**BRANO**:
Pintor lamenta anche che l’amministratore apostolico nominato alla sua rinuncia, Sebastiano Sanguinetti, è arrivato in diocesi appena due giorni dopo, e avrebbe poi annullato tutto il suo lavoro.

Si è parlato anche del cosiddetto “conto promiscuo” SPES su cui venivano accreditati i fondi provenienti della Segreteria di Stato, e poi di documenti della consegna del pane della SPES, che secondo Pellecchia sarebbero stati falsificati e le consegne mai avvenuta.

Da parte sua, il Cardinale Becciu ha respinto “con la massima fermezza alcune affermazioni contenute nell’informativa della Finanza”, ha notato che le missive del vescovo Pintor sarebbero dovute rimanere nell’archivio diocesano, ha lamentato che non c’è “uno straccio di prova” che riconosca che le dimissioni del vescovo Pintor siano avvenute su pressioni esterne, e che i rapporti si incrinarono quando nell’ottobre 2011 Becciu non diede seguito ad una segnalazione del vescovo, che rimase vittima del suo temperamento rancoroso.

Resta che la nota informativa è una nota personale, che le autorità italiane hanno preso documenti di una Curia diocesana, che l’impianto accusatorio non ha prove.

I prossimi testimoni

Non ci sarà più Francesca Immacolata Chaouqui, né il confronto Chaouqui – Genevieva Ciferri richiesto dalle difese. Ma ci sarà, il 16 febbraio, il presidente dell’Istituto delle Opere di Religione Jean-Baptiste de Franssu.

**Voci di dati memorizzate**:
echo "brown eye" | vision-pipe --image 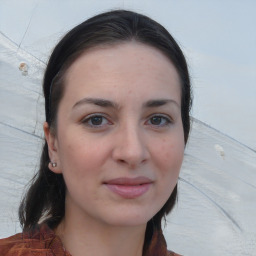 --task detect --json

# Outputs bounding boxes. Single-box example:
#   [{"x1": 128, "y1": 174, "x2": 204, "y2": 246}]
[
  {"x1": 148, "y1": 115, "x2": 171, "y2": 127},
  {"x1": 82, "y1": 114, "x2": 111, "y2": 128},
  {"x1": 150, "y1": 116, "x2": 163, "y2": 125},
  {"x1": 90, "y1": 116, "x2": 103, "y2": 125}
]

**COMPITI DELL'ESERCIZIO**:
1. Secondo il brano sul processo al Cardinale Becciu, in quale data comparirà come testimone Jean-Baptiste de Franssu?
2. Riprenda il brano sul processo al Cardinale Becciu proseguendo dopo la sua ultima frase.

**RISPOSTE AI COMPITI**:
1. Il 16 febbraio.

2.
De Franssu firmò l’autorizzazione al prestito che avrebbe consentito alla Segreteria di Stato di estinguere il mutuo dell’immobile di Londra. Ma questa autorizzazione, arrivata dopo mesi di studio e consistente con la missione dell’Istituto, fu revocata pochi giorni dopo, e fu lanciata poi la segnalazione che portò all’attuale processo. Il 17 settembre saranno senti i vescovi Sebastiano Sanguinetti e Corrado Melis, quest’ultimo oggi a capo della diocesi di Ozieri.

Il caso Milone

Diverso il caso di Libero Milone e del suo collaboratore Ferruccio Panicco, che hanno intentato una causa civile contro la Segreteria di Stato e l’Ufficio del Revisore. I due hanno portato una serie di trentanove allegati, per un totale di 545 pagine, che però sono stati definiti come “falsi” e “sottratti” all’ufficio del Revisore generale.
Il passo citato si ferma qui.